#### Try it
Reproduce every record below exactly as written, but leave out any pictures.

--*--

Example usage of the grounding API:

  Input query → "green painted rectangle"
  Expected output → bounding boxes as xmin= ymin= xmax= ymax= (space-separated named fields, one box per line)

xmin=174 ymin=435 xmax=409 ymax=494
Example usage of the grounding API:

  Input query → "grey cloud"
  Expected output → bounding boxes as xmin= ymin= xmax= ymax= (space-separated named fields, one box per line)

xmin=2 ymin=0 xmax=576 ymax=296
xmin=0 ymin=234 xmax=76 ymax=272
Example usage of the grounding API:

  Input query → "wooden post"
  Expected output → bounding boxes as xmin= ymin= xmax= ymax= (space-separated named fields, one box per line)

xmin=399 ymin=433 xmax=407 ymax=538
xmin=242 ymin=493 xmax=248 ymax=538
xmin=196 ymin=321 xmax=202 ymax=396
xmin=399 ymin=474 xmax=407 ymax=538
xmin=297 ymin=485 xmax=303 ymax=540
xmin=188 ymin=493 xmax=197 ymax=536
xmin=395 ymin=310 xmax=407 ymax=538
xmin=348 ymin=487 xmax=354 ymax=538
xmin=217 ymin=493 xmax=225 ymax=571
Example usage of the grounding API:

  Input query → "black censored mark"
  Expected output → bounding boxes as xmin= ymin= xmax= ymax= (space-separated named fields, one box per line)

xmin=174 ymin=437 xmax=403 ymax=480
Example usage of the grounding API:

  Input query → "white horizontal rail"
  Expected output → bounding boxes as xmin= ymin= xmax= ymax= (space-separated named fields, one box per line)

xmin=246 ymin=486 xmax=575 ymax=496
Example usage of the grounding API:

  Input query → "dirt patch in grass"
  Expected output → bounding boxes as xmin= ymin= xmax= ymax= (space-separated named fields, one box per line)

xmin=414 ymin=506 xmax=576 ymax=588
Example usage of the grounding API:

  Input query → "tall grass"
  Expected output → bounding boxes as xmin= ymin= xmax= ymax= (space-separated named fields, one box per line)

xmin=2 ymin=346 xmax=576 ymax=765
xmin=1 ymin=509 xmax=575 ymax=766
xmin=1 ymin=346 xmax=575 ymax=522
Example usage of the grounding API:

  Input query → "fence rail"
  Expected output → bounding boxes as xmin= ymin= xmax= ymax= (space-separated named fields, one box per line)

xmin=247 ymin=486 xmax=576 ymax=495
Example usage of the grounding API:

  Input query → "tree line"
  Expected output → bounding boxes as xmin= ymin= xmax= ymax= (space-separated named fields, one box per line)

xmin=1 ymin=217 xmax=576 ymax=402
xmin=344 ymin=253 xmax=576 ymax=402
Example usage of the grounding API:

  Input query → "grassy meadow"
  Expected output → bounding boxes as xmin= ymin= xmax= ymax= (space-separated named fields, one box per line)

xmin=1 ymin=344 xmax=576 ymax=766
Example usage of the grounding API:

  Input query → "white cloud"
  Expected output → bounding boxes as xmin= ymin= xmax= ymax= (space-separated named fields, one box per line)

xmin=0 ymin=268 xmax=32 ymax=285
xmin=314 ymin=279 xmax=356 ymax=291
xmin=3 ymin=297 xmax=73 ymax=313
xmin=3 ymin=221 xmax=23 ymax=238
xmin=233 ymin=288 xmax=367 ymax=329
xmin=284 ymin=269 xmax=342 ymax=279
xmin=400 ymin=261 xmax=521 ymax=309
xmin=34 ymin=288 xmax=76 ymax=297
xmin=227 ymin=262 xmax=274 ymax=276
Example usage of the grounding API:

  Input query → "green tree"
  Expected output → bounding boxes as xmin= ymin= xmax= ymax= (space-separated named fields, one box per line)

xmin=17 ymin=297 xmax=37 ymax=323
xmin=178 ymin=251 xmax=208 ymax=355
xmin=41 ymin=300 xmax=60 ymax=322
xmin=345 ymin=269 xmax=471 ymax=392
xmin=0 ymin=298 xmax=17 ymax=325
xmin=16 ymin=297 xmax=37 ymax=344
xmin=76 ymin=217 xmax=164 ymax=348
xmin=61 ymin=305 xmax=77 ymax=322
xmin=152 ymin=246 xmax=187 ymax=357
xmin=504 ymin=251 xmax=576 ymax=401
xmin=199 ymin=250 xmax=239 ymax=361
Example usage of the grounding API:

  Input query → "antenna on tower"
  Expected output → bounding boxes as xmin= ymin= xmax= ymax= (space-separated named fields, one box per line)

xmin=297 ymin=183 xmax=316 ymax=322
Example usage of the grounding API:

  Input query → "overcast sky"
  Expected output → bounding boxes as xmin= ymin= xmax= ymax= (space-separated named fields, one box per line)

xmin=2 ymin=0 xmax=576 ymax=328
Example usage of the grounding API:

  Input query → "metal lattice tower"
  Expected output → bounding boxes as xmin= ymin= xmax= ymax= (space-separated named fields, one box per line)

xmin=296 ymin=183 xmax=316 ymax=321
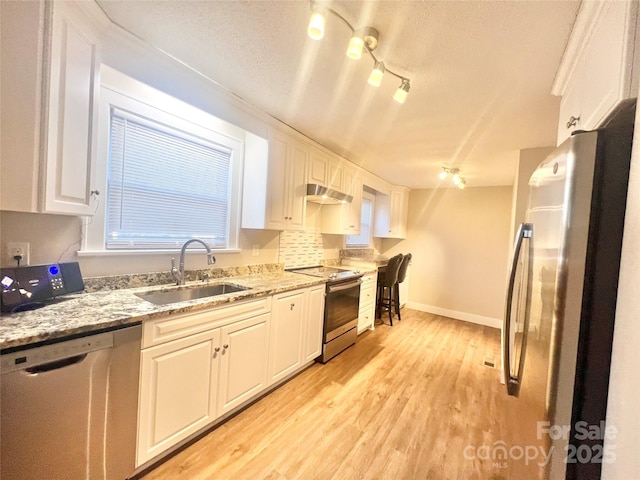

--*--

#### Result for this task
Example usage of the grounding API:

  Input query → "green painted rectangle"
  Expected output → bounding boxes as xmin= ymin= xmax= ymax= (space-separated named fields, one box per line)

xmin=174 ymin=435 xmax=409 ymax=494
Example usage of the grounding API:

  Input query → "grey cloud"
  Expected output → bounding boxes as xmin= ymin= xmax= ymax= (space-separated named fields, one box per line)

xmin=2 ymin=0 xmax=576 ymax=296
xmin=0 ymin=234 xmax=76 ymax=272
Example usage of the grounding API:

  Input query → "wooden post"
  Expected output → bounding boxes as xmin= ymin= xmax= ymax= (space-separated named fields, one box per line)

xmin=399 ymin=433 xmax=407 ymax=538
xmin=242 ymin=493 xmax=248 ymax=538
xmin=196 ymin=321 xmax=202 ymax=396
xmin=399 ymin=474 xmax=407 ymax=538
xmin=297 ymin=485 xmax=303 ymax=540
xmin=188 ymin=493 xmax=197 ymax=536
xmin=395 ymin=310 xmax=407 ymax=538
xmin=348 ymin=487 xmax=354 ymax=538
xmin=217 ymin=493 xmax=225 ymax=571
Example usage of the grounding API:

  Input query → "black censored mark"
  Expected output → bounding boxes as xmin= ymin= xmax= ymax= (space-separated named fields, one box per line)

xmin=174 ymin=437 xmax=403 ymax=480
Example usage of the grounding API:

  Input query → "white horizontal rail"
  Expected output → bounding boxes as xmin= ymin= xmax= ymax= (space-separated named fields, one box per line)

xmin=246 ymin=486 xmax=575 ymax=496
Example usage of the grounding API:

  Input query → "dirt patch in grass"
  Expected output → bounding boxes as xmin= ymin= xmax= ymax= (space-separated named fields, one box per line)

xmin=414 ymin=506 xmax=576 ymax=588
Example usage of the grounding API:

  Input query → "tall grass"
  Expected output → bounding boxes as xmin= ymin= xmax= ymax= (space-separated named fields, one box per line)

xmin=2 ymin=346 xmax=576 ymax=765
xmin=1 ymin=509 xmax=575 ymax=766
xmin=1 ymin=346 xmax=575 ymax=522
Example usage of the grounding API:

  Input query → "fence rail"
  Expected output → bounding boxes as xmin= ymin= xmax= ymax= (space-separated named fields, one box per line)

xmin=247 ymin=486 xmax=576 ymax=495
Example usage of the grounding API:

  Input query → "tree line"
  Expected output → bounding boxes as xmin= ymin= xmax= ymax= (space-separated named fields, one box per line)

xmin=1 ymin=217 xmax=576 ymax=402
xmin=344 ymin=253 xmax=576 ymax=402
Example usage of the grounding API:

  Input query → "grassy meadow"
  Expected output → bounding boxes as xmin= ymin= xmax= ymax= (space-separated named fields, one box per line)

xmin=1 ymin=344 xmax=576 ymax=766
Example usage of the grounding API:

  Input query → "white cloud"
  Expected output → bounding boxes as xmin= ymin= xmax= ymax= (space-separated named fields, one box per line)

xmin=0 ymin=268 xmax=32 ymax=285
xmin=314 ymin=279 xmax=356 ymax=291
xmin=3 ymin=297 xmax=73 ymax=313
xmin=3 ymin=221 xmax=23 ymax=238
xmin=233 ymin=288 xmax=367 ymax=329
xmin=284 ymin=269 xmax=342 ymax=279
xmin=400 ymin=261 xmax=521 ymax=309
xmin=34 ymin=288 xmax=76 ymax=297
xmin=227 ymin=262 xmax=274 ymax=276
Example usage of the grounding API:

  Input query → "green tree"
  Expected output → bounding boxes as xmin= ymin= xmax= ymax= (space-separated named fields, one box per line)

xmin=17 ymin=297 xmax=37 ymax=323
xmin=178 ymin=251 xmax=208 ymax=355
xmin=41 ymin=300 xmax=60 ymax=322
xmin=345 ymin=269 xmax=471 ymax=392
xmin=0 ymin=298 xmax=17 ymax=325
xmin=16 ymin=297 xmax=37 ymax=344
xmin=76 ymin=217 xmax=164 ymax=348
xmin=61 ymin=305 xmax=77 ymax=322
xmin=152 ymin=246 xmax=187 ymax=357
xmin=504 ymin=251 xmax=576 ymax=401
xmin=199 ymin=250 xmax=239 ymax=361
Example usage of the grounding API:

  Input query → "antenna on tower"
  Expected output → bounding boxes as xmin= ymin= xmax= ymax= (space-separated named fields, one box per line)

xmin=297 ymin=183 xmax=316 ymax=322
Example usage of the grounding API:

  Input query → "overcast sky"
  Expected output → bounding boxes as xmin= ymin= xmax= ymax= (space-separated named fields, one box per line)

xmin=2 ymin=0 xmax=576 ymax=328
Example usage of the grounding API:

  Input query → "metal lattice tower"
  Expected output → bounding boxes as xmin= ymin= xmax= ymax= (space-separated named fields, one box per line)

xmin=296 ymin=183 xmax=316 ymax=321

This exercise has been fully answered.